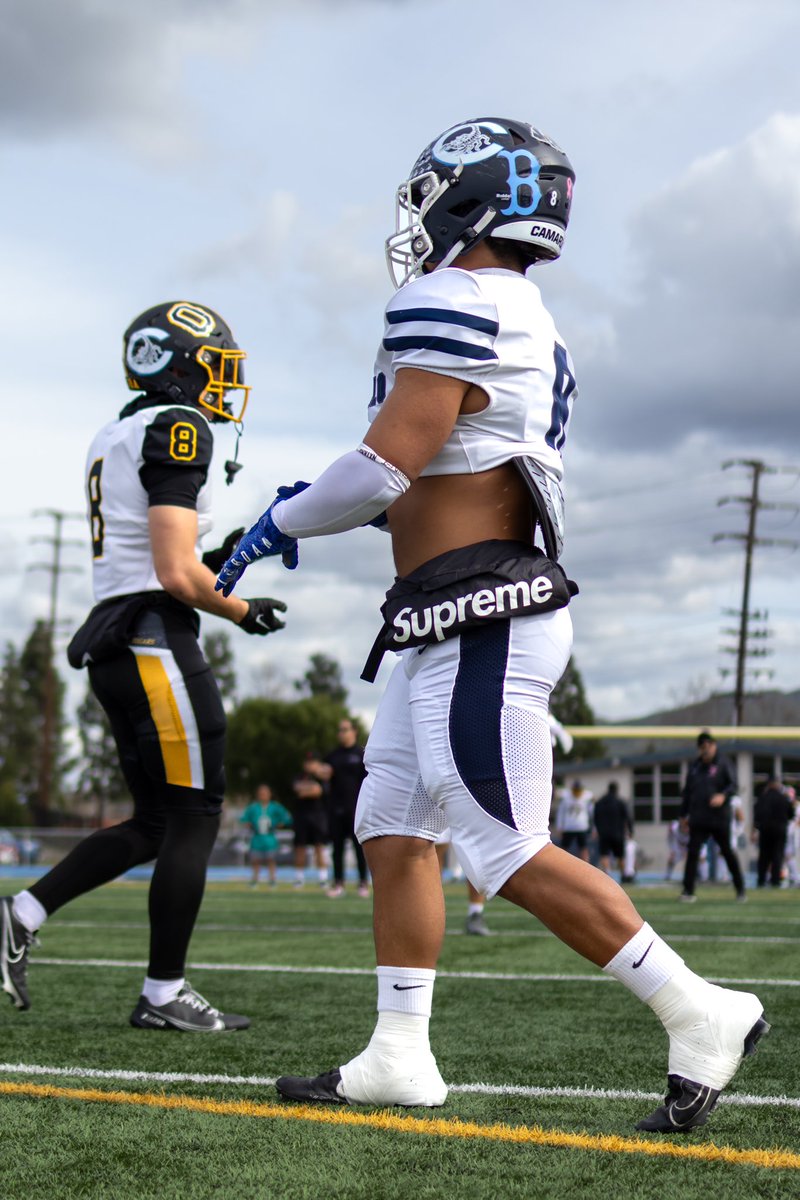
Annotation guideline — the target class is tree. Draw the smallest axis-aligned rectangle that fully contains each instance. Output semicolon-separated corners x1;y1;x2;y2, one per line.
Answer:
203;629;236;708
76;683;128;824
0;620;67;823
295;653;347;704
551;659;606;762
225;695;349;802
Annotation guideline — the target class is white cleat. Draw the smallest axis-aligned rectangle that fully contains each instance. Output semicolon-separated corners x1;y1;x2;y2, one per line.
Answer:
339;1045;447;1109
667;984;769;1091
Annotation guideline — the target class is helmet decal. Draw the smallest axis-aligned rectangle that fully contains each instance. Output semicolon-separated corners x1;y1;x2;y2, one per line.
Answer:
125;328;173;376
167;302;217;337
386;116;575;287
429;121;509;174
498;150;544;217
122;300;251;424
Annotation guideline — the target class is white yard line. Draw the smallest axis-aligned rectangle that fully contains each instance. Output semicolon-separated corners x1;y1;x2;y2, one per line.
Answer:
0;1062;800;1109
45;920;800;946
31;955;800;988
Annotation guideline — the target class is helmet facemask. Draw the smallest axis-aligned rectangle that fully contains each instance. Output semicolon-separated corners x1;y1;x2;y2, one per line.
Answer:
386;170;450;288
196;344;251;424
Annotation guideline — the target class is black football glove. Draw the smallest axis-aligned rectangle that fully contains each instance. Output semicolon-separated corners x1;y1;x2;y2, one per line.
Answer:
239;596;287;637
203;526;245;575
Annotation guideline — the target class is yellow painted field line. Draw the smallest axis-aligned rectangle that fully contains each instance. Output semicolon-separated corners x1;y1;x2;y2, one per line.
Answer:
0;1082;800;1170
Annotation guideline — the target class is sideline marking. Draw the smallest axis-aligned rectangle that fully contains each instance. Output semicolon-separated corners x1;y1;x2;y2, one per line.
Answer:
30;955;800;988
45;914;800;946
0;1082;800;1170
0;1062;800;1109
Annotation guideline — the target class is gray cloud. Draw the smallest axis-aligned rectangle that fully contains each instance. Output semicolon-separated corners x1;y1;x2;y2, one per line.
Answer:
579;115;800;452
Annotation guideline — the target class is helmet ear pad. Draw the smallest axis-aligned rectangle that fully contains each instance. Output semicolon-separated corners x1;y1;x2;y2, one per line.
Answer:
386;118;575;286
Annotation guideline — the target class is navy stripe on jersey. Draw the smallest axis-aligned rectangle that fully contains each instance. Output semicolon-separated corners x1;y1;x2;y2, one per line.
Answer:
384;334;498;362
386;308;500;337
450;620;517;829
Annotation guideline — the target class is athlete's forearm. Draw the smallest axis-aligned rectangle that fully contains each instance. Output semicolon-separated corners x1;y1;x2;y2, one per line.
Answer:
157;558;248;625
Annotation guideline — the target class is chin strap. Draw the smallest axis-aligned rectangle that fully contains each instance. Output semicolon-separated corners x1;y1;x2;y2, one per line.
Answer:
433;205;498;271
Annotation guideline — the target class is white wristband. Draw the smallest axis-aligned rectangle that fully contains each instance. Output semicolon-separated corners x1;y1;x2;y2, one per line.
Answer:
272;445;411;538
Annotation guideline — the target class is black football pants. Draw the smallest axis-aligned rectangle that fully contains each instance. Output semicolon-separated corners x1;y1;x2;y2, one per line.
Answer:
30;610;225;979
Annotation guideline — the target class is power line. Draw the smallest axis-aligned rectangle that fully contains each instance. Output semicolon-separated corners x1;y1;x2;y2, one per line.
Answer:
711;458;800;725
28;509;85;815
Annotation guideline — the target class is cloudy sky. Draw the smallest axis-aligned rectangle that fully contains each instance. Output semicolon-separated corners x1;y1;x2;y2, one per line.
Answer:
0;0;800;719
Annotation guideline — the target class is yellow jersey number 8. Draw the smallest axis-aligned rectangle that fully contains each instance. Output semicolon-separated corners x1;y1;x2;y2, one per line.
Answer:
169;421;197;462
86;458;106;558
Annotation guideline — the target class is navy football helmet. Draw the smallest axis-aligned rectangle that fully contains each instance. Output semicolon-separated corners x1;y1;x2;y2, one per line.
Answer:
386;116;575;287
122;300;249;421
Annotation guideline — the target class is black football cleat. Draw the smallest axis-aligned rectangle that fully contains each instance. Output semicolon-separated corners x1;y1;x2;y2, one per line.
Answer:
0;896;36;1009
131;983;249;1033
275;1067;348;1104
636;1075;720;1133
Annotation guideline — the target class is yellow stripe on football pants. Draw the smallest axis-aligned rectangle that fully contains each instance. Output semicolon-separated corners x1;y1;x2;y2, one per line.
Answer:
134;652;193;787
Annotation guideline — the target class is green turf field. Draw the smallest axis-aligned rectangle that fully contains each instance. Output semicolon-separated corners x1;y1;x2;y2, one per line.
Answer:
0;883;800;1200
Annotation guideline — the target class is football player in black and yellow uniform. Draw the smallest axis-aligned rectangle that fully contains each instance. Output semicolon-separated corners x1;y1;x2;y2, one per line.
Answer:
0;301;285;1032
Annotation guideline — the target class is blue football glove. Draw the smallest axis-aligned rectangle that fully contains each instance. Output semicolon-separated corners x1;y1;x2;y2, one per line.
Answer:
215;480;309;596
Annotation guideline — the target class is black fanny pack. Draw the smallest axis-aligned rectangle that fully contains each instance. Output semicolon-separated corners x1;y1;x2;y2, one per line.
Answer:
67;592;199;670
361;540;578;683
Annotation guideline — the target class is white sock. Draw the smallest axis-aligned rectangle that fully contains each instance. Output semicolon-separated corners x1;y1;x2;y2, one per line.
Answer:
142;976;186;1008
603;923;691;1003
363;1013;431;1057
377;967;437;1019
11;892;47;934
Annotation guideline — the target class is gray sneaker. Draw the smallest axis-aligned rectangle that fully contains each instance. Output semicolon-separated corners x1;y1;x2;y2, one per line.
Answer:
467;912;491;937
131;983;249;1033
0;896;36;1008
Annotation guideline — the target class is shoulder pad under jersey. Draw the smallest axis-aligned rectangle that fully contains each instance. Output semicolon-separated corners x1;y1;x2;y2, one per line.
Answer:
383;268;499;373
142;408;213;468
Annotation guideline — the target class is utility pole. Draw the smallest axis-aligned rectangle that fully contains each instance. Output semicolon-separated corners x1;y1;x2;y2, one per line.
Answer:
712;458;799;725
29;509;85;823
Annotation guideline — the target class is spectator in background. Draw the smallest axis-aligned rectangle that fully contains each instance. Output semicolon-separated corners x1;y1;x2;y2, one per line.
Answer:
239;784;291;888
680;730;746;902
311;716;369;900
555;779;593;863
786;787;800;888
593;780;633;883
752;775;794;888
664;821;709;883
291;750;327;888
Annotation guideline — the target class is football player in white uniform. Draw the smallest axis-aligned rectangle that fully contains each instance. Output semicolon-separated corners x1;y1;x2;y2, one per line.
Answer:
0;301;285;1033
219;118;768;1132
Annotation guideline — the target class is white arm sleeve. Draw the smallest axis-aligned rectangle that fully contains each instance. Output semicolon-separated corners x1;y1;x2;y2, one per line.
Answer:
272;445;411;538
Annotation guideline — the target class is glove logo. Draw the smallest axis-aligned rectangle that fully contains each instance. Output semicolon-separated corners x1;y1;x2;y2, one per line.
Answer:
167;302;216;337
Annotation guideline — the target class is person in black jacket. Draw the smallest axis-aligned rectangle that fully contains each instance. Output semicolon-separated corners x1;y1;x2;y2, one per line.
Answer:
591;780;633;883
680;730;746;901
753;776;794;888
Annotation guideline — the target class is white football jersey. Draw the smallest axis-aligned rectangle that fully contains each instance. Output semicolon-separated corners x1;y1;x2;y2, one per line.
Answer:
369;266;577;482
86;403;213;602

Stated problem
Rewrite all of the items above, replacing "target class" with "object category" wherever it occurs and changing nothing else. Leave the pictures out of your version.

Exercise solution
Annotation guideline — the object category is tree. Draw the smallest axis-aligned rectangle that fully contains each instance. Output semicolon-separated corners x1;y1;x2;y2, one per line.
Answer:
203;629;236;708
76;683;128;824
0;620;67;823
295;653;347;704
551;659;606;762
225;695;349;802
Annotation guideline — the object category is white cleat. Draw the smallest axis-aligned rectangle that fully contains each instance. Output semicolon-separated corners x1;y1;x2;y2, one per line.
Answer:
339;1045;447;1109
667;984;769;1091
Annotation guideline — the object category is helmet decal. Draw the smallest axis-aligned rectangle that fully contains each instance. Output semicolon-separated corners x1;y1;x2;y2, one per line.
Answer:
125;328;173;376
167;302;217;337
386;116;575;287
429;121;509;174
498;150;544;217
122;300;251;424
Annotation guideline — the object category is white yard line. Draw the smallest axis-aligned rectangle that fully contains each instance. Output semicolon-separated corners x1;y1;x2;y2, one per line.
Answer:
0;1062;800;1109
45;920;800;946
31;955;800;988
Annotation guideline — the object category is helmet facemask. Draw the smallest axis-aligned rectangle that fully contains each instance. Output semicolon-separated corners x1;y1;x2;y2, one per line.
Answer:
386;170;450;288
196;344;251;424
Annotation guideline — the object category is black football glove. Draw the smallest axis-aligned rectangle that fully contains each instance. Output semicolon-separated corners x1;y1;x2;y2, one per line.
Answer:
239;596;287;637
203;526;245;575
Annotation guideline — the object category is yellow painted field line. Draw the smallest axis-aligned rectangle that fully contains each instance. Output semicolon-separated corners x1;y1;x2;y2, one per line.
Answer:
0;1082;800;1170
Annotation guideline — the object category is sideline marking. Draw the smallest axis-aligned rectangle that fully contains each instance. Output semicolon-separated corners x1;y1;x2;y2, one per line.
Answer:
30;955;800;988
45;914;800;946
0;1082;800;1170
0;1062;800;1109
Annotation guideline — the object category is gray cloud. Draw the smallest axis-aligned rectangle that fully contains each instance. Output semicolon-separated corners x1;y1;x2;y2, one per line.
Answer:
579;115;800;452
Annotation guideline — the object category is helmet ear pad. Draw the smallest axis-aligned rectangle that fully contains each instance. Output semicolon-separated corners x1;y1;x2;y2, one per line.
Answer:
386;118;575;286
Annotation guideline — the object category is navy stripe on jersey. Draw the smallest axis-aligned rectangle that fully contains each instance. Output semicolon-separated corners x1;y1;x2;y2, one per line.
Answer:
384;334;498;362
386;308;500;337
450;620;517;829
Annotation guideline — the object category is athlete's forearm. Draw the smallest axis-aligned rectangle that fully contains each instance. Output semicolon-separated corners x1;y1;x2;y2, one per line.
Answer:
157;558;248;625
Annotation guideline — the object category is chin strap. Draw the smallest axis-aligned rectangle that fully contains each instance. Output semicolon-separated corners x1;y1;x2;y2, one per line.
Answer:
433;205;498;271
Annotation guideline — the object category is white wristband. Draw the smallest axis-aligned rectangle that fully contains each instance. Output semicolon-separated corners x1;y1;x2;y2, one per line.
Answer:
272;445;411;538
Annotation guideline — the object category is black football pants. Draw the smallest axis-aligned rectangle that fully contains each instance. Output semicolon-separated corners x1;y1;x2;y2, one per line.
Answer:
30;610;225;979
Annotation guideline — the object category is power line. Draw the smallest axis-aligned rectangle that fully contains each instance. Output semicolon-separated corners x1;y1;x2;y2, one per line.
Answer:
711;458;800;725
28;509;85;815
Annotation guideline — the object category is cloudy sky. Draw the smallest axis-aligned rectangle that fully contains each instance. Output semicolon-separated corners x1;y1;x2;y2, one per line.
Answer:
0;0;800;719
Annotation guideline — the object category is yellow jersey number 8. Draw the smallest axis-aligned rectangle that fully contains each instance. Output semicolon-separated corners x1;y1;x2;y2, one per line.
Answer:
169;421;197;462
86;458;106;558
Annotation guideline — the object category is navy football helmet. Draw the smallest axis-aligned rectangle that fully contains each instance. Output semicolon-separated corners x1;y1;x2;y2, one per line.
Answer:
386;116;575;287
122;300;249;421
Annotation guideline — the object category is black football cleat. Draw the smallest axis-aligned rectangle that fully contains each instance. Output semicolon-separated corners x1;y1;x2;y2, one per line.
Answer:
0;896;36;1009
131;983;249;1033
275;1067;348;1104
636;1075;720;1133
Annotation guideline — the object category is yellow stripe on football pants. Draw the smallest axis-aligned rectangle that fully contains each instance. Output semicolon-separated corners x1;y1;x2;y2, one per line.
Answer:
134;652;193;787
Annotation guideline — the object category is green turf field. Draw the smallest axis-aligned rectangle that fully contains each instance. Output semicolon-separated corners x1;y1;x2;y2, one per line.
Answer:
0;883;800;1200
Annotation guideline — the object category is football player in black and yellow uniform. Draw the smallest axis-aligned rectangle that fully contains each instance. Output semicolon-separated corners x1;y1;x2;y2, one per line.
Answer:
0;301;285;1032
Annotation guideline — the object category is blue football glove. Draw the smallest axis-aligned rectangle that fully contains each instance. Output semicolon-separated corners x1;y1;x2;y2, one per line.
Answer:
215;480;309;596
Annotation guideline — the object category is black fanny pack. Draw the smallest axis-aligned rectangle that fully contains each instance. Output semicolon-separated corners x1;y1;x2;y2, one per line.
Answer:
67;592;199;670
361;540;578;683
Annotation guideline — the object category is white sock. Draw the smallest axis-aligned rectangle that fully contains each instance. Output semicolon-separated corners x1;y1;x2;y2, one per line.
Answer:
142;976;186;1008
603;923;691;1003
363;1013;431;1057
377;967;437;1019
11;892;47;934
Annotation guideline — the object category is gray sneaker. Draw the smallest axis-aligned rectangle that fully contains each instance. Output semicolon-separated corners x1;y1;x2;y2, one per line.
Answer:
467;912;491;937
131;983;249;1033
0;896;36;1008
Annotation guideline — the object category is shoulder pad under jersey. Draw the smallest axis-aligned rectangle that fully contains each instance. Output semicolon-separated corners x1;y1;x2;y2, one per line.
Answer:
383;268;499;373
142;408;213;468
Annotation guideline — the object category is utility pole. Draw the smallest axis-aligned rectangle that fully contains each instance. Output semicolon-separated corners x1;y1;x2;y2, one per line.
Answer:
712;458;799;725
29;509;85;823
Annotation guideline — the object category is spectator in background. Draw the smallest axis-aligned rectangle that fully contains each instance. Output semicolon-separated corners x1;y1;x2;y2, one per line.
Answer:
239;784;291;888
680;730;746;902
311;716;369;900
555;779;593;863
786;787;800;888
593;780;633;883
752;775;794;888
664;821;709;883
291;750;327;888
Annotation guideline — the object category is football player in white uniform. Draw the smallest axis-aligned rectangle that fully contains each instance. Output semicolon-separated corners x1;y1;x2;y2, one per line.
Answer:
0;301;285;1033
219;118;768;1132
Annotation guideline — the object category is white arm sleeve. Draw the smallest axis-aligned rectangle that fully contains each instance. Output semicolon-separated corners x1;y1;x2;y2, one per line.
Answer:
272;445;411;538
Annotation guideline — the object category is glove logo. Draw the smallest axis-aligned rectangle that fully contains each instance. Output semicolon-separated corners x1;y1;x2;y2, one per line.
Answer:
167;302;216;337
Annotation guideline — the object category is person in black jacket. Draw the smallest axis-aligned rectangle that fully contains each instance. Output semicolon-separated corners x1;y1;x2;y2, one per line.
Answer:
591;780;633;883
680;730;746;901
753;776;794;888
Annotation guideline — the object category is white football jersey. Draw the smallest axis-aligned rectangle that fully contains each instance. Output semicolon-separated corners x1;y1;x2;y2, one per line.
Answer:
369;266;577;482
86;403;213;602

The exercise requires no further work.